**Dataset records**
------
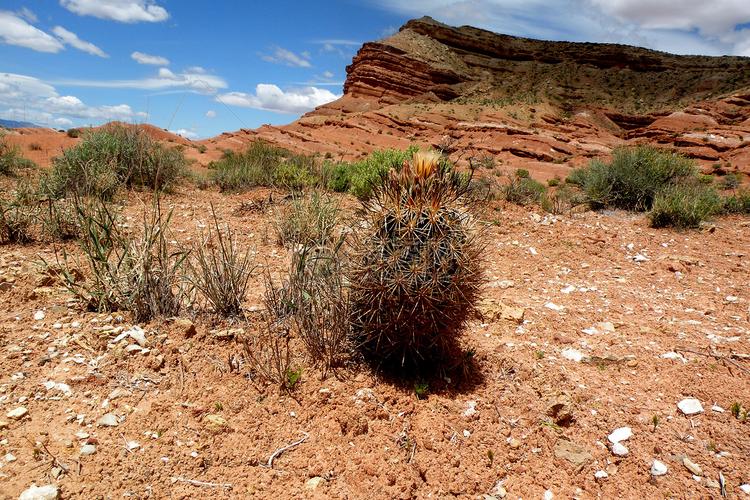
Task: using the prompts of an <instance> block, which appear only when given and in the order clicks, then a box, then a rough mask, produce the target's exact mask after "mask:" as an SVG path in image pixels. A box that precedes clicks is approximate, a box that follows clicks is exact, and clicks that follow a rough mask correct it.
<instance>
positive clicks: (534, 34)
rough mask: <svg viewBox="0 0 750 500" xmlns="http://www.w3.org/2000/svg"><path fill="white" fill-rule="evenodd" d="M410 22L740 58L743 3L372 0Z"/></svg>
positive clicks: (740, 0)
------
**Your instructions**
Could you copy exactly the lines from the one containing "rough mask: <svg" through the end of the records above, and nothing more?

**Written answer**
rough mask: <svg viewBox="0 0 750 500" xmlns="http://www.w3.org/2000/svg"><path fill="white" fill-rule="evenodd" d="M410 22L740 58L743 3L372 0Z"/></svg>
positive clicks: (740, 0)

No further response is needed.